- [Records contained in a dataset]:
********************

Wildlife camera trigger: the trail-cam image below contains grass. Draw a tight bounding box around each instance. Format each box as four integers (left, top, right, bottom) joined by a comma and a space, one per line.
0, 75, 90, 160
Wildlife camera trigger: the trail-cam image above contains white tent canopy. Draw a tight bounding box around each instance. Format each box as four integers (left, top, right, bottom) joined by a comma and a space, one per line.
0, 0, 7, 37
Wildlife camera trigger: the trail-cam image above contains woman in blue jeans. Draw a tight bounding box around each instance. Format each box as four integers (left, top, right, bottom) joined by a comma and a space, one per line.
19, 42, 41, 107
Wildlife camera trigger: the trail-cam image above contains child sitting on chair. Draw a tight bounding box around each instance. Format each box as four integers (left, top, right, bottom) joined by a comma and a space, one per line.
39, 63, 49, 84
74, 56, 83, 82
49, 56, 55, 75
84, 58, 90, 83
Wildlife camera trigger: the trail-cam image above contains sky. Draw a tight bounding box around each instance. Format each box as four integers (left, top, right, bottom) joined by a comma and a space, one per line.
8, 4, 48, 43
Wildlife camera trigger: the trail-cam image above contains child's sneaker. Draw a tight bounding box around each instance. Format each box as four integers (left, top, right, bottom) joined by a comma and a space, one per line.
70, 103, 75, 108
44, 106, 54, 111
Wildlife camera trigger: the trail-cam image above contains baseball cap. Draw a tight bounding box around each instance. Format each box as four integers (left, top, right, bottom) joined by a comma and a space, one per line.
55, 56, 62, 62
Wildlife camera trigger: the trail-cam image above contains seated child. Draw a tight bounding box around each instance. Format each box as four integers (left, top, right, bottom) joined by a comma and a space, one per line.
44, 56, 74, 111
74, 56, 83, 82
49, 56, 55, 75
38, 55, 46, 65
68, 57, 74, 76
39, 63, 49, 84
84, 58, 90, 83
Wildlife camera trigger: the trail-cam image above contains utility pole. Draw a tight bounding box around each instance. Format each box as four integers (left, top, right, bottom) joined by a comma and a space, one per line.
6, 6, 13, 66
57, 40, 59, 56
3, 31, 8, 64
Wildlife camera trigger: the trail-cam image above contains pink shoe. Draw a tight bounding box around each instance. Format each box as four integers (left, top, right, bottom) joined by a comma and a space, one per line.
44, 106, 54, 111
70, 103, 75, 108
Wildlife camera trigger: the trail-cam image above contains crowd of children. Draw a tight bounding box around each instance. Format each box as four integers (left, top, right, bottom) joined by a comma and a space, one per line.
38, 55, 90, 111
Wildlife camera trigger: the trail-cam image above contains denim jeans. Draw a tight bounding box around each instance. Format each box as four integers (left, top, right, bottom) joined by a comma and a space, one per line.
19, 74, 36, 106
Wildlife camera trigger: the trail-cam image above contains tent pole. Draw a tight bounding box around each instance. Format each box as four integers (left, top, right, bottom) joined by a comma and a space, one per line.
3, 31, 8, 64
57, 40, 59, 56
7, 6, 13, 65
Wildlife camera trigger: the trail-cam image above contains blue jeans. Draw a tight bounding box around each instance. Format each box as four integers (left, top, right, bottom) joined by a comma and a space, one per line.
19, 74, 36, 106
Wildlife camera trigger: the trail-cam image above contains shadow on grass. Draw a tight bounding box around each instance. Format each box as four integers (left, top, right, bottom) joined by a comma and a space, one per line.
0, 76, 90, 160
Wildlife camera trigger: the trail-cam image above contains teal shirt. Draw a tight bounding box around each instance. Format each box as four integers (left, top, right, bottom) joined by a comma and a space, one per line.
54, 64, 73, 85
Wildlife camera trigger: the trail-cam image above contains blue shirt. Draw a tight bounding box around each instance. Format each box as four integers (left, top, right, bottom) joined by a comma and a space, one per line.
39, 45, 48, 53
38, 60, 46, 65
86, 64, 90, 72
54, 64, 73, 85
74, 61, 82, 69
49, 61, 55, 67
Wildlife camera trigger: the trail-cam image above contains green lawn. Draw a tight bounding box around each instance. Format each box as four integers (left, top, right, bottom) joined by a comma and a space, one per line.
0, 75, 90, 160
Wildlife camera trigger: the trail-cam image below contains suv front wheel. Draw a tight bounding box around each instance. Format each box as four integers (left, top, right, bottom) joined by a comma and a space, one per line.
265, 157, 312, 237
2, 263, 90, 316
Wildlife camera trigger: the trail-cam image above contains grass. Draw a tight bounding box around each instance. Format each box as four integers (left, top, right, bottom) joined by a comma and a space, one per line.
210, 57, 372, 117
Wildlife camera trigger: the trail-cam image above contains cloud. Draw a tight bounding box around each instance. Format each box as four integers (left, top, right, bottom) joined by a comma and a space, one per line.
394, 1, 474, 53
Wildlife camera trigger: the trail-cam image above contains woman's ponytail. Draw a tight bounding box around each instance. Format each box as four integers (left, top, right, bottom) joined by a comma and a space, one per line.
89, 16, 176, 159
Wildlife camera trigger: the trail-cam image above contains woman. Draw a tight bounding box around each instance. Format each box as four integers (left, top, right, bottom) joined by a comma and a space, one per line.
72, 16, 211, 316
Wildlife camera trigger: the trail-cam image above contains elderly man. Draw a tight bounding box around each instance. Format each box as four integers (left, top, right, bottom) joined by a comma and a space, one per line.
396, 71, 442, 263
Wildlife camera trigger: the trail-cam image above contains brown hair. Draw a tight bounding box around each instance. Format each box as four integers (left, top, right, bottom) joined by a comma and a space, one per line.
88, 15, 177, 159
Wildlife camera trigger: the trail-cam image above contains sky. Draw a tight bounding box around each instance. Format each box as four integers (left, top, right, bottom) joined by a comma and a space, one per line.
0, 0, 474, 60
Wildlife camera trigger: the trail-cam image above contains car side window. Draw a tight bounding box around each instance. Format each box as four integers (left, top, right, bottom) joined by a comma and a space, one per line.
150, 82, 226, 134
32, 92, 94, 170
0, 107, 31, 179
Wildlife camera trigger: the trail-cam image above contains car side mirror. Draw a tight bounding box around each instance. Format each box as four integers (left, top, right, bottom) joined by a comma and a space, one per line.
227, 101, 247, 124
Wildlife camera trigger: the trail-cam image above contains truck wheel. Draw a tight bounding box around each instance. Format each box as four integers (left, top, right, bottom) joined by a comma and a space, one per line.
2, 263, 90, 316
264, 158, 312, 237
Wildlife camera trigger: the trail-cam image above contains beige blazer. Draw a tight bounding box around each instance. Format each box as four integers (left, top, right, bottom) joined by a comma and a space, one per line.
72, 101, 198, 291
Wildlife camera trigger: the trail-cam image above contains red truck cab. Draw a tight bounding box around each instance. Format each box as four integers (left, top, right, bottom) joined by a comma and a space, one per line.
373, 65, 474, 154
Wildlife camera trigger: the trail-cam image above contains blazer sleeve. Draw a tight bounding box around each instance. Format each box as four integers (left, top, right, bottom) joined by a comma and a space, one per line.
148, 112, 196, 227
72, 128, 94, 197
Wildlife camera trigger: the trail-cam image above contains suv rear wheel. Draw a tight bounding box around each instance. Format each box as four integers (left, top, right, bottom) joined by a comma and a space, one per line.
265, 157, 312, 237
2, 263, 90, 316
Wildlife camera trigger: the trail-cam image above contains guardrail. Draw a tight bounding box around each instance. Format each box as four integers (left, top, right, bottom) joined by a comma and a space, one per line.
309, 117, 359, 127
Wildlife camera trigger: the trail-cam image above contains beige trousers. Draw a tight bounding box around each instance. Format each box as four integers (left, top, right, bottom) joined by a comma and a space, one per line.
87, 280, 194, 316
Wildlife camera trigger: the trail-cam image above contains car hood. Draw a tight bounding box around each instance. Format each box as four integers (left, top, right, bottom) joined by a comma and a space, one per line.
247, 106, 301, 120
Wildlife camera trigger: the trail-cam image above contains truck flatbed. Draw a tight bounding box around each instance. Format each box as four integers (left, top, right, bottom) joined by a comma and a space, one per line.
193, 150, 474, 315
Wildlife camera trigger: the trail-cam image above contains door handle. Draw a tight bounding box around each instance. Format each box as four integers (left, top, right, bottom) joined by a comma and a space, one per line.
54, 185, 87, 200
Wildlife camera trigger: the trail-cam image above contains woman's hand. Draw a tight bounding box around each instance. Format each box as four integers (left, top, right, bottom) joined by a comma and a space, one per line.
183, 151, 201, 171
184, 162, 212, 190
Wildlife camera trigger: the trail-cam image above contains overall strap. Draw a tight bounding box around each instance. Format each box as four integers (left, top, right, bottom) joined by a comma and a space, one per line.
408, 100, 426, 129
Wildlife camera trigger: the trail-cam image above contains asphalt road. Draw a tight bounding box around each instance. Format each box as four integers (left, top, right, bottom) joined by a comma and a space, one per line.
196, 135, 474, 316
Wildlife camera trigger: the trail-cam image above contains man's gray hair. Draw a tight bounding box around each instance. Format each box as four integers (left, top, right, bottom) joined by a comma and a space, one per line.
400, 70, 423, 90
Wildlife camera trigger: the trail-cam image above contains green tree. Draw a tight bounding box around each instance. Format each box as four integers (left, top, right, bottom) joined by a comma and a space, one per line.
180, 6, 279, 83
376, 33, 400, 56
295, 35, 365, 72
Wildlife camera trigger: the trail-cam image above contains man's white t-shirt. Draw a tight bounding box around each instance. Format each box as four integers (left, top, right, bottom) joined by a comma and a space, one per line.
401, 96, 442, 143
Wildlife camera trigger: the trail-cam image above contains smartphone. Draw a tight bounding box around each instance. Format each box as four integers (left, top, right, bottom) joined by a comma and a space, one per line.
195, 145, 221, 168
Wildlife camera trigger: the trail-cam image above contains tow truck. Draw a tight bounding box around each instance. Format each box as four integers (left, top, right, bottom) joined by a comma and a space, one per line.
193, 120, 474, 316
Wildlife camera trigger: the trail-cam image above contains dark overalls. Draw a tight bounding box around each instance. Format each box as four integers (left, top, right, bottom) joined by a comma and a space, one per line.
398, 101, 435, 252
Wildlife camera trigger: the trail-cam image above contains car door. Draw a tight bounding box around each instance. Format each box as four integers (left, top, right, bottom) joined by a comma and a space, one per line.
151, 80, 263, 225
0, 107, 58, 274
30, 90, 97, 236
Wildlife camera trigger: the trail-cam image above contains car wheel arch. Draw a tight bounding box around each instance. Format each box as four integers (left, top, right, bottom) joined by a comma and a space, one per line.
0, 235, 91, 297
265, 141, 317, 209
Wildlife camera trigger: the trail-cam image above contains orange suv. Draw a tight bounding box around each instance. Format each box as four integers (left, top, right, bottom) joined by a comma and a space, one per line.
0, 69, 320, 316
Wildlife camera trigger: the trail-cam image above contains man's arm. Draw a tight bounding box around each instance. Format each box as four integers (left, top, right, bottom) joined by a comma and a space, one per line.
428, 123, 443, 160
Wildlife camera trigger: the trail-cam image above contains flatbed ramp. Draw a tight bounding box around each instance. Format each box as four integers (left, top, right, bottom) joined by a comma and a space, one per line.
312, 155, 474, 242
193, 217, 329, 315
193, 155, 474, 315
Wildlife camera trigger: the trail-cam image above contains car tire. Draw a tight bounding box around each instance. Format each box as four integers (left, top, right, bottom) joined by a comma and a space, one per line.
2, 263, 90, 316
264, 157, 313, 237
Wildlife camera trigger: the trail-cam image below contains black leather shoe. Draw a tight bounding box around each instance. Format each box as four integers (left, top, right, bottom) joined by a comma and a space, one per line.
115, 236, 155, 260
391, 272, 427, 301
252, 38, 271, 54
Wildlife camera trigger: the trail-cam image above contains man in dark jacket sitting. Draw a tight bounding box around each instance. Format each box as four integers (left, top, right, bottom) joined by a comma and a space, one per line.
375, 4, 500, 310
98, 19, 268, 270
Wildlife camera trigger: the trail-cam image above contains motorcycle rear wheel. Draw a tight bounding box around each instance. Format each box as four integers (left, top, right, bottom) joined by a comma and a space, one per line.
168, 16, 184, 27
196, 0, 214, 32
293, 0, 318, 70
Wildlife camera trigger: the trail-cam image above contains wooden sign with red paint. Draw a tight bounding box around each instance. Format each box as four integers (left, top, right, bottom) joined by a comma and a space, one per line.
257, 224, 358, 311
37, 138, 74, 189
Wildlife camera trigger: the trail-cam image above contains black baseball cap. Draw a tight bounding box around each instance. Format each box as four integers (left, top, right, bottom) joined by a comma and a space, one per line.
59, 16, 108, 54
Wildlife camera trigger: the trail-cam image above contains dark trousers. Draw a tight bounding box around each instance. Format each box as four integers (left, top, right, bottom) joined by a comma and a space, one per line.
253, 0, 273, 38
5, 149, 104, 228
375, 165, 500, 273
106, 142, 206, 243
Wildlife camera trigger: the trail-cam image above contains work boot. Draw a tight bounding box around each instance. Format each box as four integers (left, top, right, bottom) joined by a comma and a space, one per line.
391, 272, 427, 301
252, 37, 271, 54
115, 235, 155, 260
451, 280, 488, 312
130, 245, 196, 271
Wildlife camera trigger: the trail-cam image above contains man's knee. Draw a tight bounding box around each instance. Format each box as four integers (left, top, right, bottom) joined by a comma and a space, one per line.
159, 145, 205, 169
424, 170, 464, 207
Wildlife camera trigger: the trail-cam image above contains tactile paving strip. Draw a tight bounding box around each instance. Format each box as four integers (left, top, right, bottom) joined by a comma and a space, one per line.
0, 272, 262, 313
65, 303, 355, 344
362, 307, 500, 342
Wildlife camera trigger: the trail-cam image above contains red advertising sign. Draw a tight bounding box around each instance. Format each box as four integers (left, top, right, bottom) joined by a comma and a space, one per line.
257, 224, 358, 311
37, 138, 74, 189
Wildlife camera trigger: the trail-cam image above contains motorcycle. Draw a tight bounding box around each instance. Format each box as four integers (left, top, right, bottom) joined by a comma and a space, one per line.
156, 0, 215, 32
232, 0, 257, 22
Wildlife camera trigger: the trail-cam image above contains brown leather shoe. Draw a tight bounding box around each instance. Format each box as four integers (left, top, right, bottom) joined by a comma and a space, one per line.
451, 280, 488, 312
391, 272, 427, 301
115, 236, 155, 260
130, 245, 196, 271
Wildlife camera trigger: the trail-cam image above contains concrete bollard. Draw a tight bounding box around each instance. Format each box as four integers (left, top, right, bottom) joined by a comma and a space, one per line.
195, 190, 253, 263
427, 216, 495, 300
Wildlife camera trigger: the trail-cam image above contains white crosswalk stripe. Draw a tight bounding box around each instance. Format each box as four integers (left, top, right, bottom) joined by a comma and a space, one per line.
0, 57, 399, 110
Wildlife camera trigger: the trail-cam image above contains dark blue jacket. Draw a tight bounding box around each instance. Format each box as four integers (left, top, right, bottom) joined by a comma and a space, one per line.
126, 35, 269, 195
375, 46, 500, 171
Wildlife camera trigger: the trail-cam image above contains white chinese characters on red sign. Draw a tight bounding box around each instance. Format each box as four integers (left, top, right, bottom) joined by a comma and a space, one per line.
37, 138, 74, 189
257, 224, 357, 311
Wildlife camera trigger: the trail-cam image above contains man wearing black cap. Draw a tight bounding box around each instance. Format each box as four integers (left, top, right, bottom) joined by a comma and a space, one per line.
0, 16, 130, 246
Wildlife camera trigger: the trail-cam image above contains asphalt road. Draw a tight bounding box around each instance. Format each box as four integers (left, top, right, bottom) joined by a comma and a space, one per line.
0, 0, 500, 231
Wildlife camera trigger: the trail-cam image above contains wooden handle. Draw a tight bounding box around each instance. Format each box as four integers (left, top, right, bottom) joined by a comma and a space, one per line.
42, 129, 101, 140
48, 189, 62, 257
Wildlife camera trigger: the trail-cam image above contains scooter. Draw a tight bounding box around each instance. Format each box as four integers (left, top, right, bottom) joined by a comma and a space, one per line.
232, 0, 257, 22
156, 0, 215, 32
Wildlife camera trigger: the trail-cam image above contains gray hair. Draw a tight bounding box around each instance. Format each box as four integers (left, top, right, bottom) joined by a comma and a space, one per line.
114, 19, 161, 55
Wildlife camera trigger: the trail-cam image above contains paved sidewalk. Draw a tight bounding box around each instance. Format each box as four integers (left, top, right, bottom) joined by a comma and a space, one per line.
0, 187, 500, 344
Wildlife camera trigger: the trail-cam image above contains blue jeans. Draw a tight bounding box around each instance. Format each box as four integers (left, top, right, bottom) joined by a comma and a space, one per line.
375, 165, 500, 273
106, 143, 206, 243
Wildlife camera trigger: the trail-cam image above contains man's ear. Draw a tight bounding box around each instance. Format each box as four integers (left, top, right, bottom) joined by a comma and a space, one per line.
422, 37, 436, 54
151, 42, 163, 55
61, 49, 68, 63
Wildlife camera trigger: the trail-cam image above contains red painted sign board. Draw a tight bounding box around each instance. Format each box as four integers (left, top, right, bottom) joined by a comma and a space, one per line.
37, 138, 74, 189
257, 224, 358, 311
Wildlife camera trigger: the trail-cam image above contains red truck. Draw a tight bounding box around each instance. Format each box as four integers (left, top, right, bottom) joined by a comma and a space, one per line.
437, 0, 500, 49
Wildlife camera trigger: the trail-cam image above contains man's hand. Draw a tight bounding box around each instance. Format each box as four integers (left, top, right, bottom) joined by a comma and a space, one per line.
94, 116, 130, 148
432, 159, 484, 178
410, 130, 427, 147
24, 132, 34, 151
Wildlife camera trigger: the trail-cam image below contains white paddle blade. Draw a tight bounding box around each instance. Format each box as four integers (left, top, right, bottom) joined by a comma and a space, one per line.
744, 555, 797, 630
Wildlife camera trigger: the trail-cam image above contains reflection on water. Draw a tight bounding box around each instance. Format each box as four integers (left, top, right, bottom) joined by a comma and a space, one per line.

********************

Rewrite everything from the start of the listing down to the line containing "19, 42, 41, 107", swapping "trail-cam" for "trail camera" and leaving all else untouched.

- [OUTPUT FOR THIS EXERCISE]:
Wildlife camera trigger: the trail camera image below contains grass. Draw a tight bounding box around each instance. Format each box as four integers (left, top, right, bottom) joined by a comma and a space, one per line.
0, 75, 90, 160
Wildlife camera trigger: the trail camera image above contains white tent canopy. Draw a tight bounding box around each instance. Format each box as four integers (left, top, right, bottom) joined by a comma and a space, one per line.
0, 0, 7, 37
Wildlife camera trigger: the trail camera image above contains woman in blue jeans. Draw a tight bounding box around each instance. Format each box as four integers (left, top, right, bottom) joined by a comma and a space, one per line.
19, 42, 41, 107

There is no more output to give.